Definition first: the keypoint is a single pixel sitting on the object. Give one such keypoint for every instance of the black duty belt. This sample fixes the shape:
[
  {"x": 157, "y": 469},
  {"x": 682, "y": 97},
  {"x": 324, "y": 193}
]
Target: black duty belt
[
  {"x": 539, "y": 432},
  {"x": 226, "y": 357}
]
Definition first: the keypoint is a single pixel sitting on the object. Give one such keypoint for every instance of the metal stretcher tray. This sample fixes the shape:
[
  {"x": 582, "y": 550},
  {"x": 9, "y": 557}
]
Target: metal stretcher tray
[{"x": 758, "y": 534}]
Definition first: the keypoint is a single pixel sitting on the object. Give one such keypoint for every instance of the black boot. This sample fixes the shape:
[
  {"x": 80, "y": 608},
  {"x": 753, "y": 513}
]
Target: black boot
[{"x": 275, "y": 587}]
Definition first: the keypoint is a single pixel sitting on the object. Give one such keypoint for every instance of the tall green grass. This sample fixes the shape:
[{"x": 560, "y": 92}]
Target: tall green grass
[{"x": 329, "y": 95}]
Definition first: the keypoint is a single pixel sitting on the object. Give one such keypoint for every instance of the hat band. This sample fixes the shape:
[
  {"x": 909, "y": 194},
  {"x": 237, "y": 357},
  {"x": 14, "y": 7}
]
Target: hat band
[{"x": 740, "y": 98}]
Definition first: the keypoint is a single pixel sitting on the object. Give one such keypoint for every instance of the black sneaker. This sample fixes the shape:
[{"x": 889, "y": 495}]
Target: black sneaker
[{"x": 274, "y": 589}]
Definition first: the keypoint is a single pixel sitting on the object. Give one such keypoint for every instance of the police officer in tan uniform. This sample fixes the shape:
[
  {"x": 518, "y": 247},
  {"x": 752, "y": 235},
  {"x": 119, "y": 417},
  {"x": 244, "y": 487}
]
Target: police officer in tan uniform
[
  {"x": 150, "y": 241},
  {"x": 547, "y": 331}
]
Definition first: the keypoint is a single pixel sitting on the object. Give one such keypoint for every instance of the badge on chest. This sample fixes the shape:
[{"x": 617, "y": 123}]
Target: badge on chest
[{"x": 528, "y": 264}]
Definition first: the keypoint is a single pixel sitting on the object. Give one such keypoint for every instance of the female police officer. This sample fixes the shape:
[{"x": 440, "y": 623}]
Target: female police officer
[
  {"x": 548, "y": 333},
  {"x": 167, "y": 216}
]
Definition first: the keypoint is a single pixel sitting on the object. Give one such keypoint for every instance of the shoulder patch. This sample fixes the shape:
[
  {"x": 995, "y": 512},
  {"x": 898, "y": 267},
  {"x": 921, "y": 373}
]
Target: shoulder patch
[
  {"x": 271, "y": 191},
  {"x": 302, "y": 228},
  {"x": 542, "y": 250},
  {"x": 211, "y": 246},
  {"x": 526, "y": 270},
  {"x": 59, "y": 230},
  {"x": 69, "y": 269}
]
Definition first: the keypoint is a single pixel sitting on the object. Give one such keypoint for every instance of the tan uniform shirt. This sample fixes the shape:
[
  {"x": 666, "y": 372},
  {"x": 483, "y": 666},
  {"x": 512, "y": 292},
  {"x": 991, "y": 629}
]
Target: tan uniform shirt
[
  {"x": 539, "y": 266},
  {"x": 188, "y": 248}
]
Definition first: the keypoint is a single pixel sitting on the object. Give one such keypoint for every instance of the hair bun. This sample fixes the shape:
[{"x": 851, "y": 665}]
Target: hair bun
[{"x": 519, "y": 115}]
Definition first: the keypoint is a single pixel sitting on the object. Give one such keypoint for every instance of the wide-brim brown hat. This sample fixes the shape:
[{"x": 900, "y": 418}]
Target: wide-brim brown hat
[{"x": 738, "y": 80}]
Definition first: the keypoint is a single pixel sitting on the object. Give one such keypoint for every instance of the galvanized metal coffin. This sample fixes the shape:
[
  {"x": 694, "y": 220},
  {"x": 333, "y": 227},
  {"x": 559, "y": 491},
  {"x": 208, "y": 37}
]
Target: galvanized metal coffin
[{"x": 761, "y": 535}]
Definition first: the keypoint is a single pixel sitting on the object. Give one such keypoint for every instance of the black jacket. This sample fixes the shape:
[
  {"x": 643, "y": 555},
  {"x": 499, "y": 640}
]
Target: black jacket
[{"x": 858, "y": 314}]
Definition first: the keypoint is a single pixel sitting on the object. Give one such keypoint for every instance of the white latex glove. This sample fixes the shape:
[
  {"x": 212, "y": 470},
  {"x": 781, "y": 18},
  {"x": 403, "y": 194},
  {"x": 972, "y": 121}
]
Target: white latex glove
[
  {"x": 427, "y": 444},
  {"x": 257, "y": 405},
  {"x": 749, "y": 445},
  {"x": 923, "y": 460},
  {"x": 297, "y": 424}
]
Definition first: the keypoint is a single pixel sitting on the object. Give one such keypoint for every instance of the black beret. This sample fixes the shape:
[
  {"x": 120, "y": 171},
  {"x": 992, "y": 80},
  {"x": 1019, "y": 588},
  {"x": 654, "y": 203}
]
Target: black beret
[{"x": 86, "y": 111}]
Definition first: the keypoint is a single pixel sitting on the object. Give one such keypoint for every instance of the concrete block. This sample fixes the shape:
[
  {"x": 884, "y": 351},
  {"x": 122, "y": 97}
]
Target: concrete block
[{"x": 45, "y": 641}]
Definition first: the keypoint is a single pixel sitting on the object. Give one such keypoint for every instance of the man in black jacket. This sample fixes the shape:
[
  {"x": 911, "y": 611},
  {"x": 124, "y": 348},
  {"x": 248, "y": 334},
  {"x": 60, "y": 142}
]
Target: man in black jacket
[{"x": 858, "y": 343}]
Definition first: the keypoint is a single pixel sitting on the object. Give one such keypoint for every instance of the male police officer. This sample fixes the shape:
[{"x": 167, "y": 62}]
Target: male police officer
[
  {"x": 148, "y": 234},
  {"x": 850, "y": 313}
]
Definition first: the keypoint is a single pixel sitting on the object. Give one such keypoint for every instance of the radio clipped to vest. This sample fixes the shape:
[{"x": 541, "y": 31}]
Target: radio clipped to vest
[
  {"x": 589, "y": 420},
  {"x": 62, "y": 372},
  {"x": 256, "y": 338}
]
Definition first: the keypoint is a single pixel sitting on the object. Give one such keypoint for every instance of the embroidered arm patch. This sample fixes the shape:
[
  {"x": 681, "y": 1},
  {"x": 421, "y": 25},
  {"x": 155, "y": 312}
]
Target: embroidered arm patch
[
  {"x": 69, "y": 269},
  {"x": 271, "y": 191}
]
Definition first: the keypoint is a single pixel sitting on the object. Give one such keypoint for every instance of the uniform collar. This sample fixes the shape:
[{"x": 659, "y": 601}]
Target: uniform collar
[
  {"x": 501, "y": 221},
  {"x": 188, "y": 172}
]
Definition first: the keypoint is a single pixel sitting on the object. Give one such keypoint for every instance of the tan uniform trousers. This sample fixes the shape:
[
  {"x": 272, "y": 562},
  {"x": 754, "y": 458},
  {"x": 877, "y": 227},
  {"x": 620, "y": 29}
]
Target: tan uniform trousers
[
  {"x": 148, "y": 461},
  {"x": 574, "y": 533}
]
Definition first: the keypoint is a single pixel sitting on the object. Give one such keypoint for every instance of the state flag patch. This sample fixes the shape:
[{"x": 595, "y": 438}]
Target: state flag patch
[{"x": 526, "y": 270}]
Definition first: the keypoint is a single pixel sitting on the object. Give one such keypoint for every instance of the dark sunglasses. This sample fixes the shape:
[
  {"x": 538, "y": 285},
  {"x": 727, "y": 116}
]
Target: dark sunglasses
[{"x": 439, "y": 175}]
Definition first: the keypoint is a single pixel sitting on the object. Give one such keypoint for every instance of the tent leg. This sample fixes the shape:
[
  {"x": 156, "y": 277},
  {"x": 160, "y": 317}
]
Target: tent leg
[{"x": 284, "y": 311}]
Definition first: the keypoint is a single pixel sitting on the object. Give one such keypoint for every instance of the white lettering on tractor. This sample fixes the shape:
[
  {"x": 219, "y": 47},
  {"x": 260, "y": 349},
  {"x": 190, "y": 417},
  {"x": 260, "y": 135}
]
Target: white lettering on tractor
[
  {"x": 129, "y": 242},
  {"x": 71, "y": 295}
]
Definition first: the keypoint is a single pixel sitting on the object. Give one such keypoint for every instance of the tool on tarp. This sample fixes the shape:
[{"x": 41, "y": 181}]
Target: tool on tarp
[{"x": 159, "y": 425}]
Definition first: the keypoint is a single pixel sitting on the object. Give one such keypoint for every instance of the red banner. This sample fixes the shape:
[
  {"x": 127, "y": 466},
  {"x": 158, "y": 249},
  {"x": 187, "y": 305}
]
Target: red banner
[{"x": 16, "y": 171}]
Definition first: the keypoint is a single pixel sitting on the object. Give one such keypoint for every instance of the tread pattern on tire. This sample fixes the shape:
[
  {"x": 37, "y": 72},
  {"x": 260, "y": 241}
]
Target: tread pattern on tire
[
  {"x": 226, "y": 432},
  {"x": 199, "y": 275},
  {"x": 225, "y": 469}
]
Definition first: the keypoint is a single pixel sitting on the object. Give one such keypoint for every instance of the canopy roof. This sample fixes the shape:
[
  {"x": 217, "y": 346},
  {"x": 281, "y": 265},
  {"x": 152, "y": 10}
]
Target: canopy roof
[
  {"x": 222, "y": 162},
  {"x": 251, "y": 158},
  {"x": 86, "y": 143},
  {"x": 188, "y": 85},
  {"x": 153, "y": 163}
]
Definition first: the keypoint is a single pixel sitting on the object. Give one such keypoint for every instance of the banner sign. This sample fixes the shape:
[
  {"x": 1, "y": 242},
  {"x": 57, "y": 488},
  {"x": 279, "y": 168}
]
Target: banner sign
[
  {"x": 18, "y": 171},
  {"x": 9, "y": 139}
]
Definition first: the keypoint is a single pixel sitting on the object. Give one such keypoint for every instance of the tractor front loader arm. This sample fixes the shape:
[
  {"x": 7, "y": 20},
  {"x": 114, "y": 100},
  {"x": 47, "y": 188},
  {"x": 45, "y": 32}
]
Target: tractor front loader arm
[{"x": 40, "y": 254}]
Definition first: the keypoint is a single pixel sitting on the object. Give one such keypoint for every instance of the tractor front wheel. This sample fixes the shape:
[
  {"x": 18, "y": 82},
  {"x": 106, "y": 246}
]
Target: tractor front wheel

--------------------------------------------------

> **TASK STATEMENT**
Copy exactly the lines of the listing above, beginning at the line with "of the tool" and ending at its final line; write out nothing else.

> **ANSWER TO THE TASK**
Definition first: the keypoint is a single pixel sitting on the object. Give one such keypoint for every instance of the tool on tarp. This sample fixes the shape:
[{"x": 41, "y": 181}]
Target: tool on tarp
[{"x": 159, "y": 425}]
Definition first: the keypoint is a single pixel sitting on the object. Give one such keypoint for every instance of the red banner. This sample fixes the shape:
[
  {"x": 127, "y": 466},
  {"x": 158, "y": 249},
  {"x": 187, "y": 305}
]
Target: red banner
[{"x": 16, "y": 171}]
Definition first: the keypoint is a single pixel sitting on the object. Give one such keypoint for every instance of the tread pattern on tire. This sample fixes the shape:
[
  {"x": 37, "y": 72},
  {"x": 260, "y": 241}
]
Target: tread pattern on tire
[
  {"x": 226, "y": 432},
  {"x": 199, "y": 275},
  {"x": 225, "y": 469}
]
Definition first: the keypoint is a single pixel sitting on the object. Give one such keypoint for every instance of the canopy roof. This sample fixes the shape:
[
  {"x": 217, "y": 346},
  {"x": 281, "y": 265},
  {"x": 152, "y": 10}
]
Target: canopy roof
[
  {"x": 222, "y": 162},
  {"x": 251, "y": 158},
  {"x": 86, "y": 143},
  {"x": 188, "y": 85},
  {"x": 153, "y": 163}
]
Definition first: the keypoint is a single pixel sitting on the object. Give one such keypoint for every instance of the banner sign. This sample fixes the shape:
[
  {"x": 1, "y": 242},
  {"x": 57, "y": 488},
  {"x": 279, "y": 168}
]
Target: banner sign
[
  {"x": 18, "y": 171},
  {"x": 9, "y": 139}
]
Definition first: the keypoint is a single pixel sitting on the object. Give one such keypoint for every instance of the tractor front loader arm. This sample fixes the shape:
[
  {"x": 7, "y": 20},
  {"x": 114, "y": 100},
  {"x": 47, "y": 188},
  {"x": 45, "y": 32}
]
Target: tractor front loader arm
[{"x": 40, "y": 254}]
Definition first: the keypoint is a single pixel sitting on the object. Give one such keypoint for every instance of the tractor front wheel. This sample fixes the shape:
[
  {"x": 18, "y": 82},
  {"x": 106, "y": 246}
]
Target: tractor front wheel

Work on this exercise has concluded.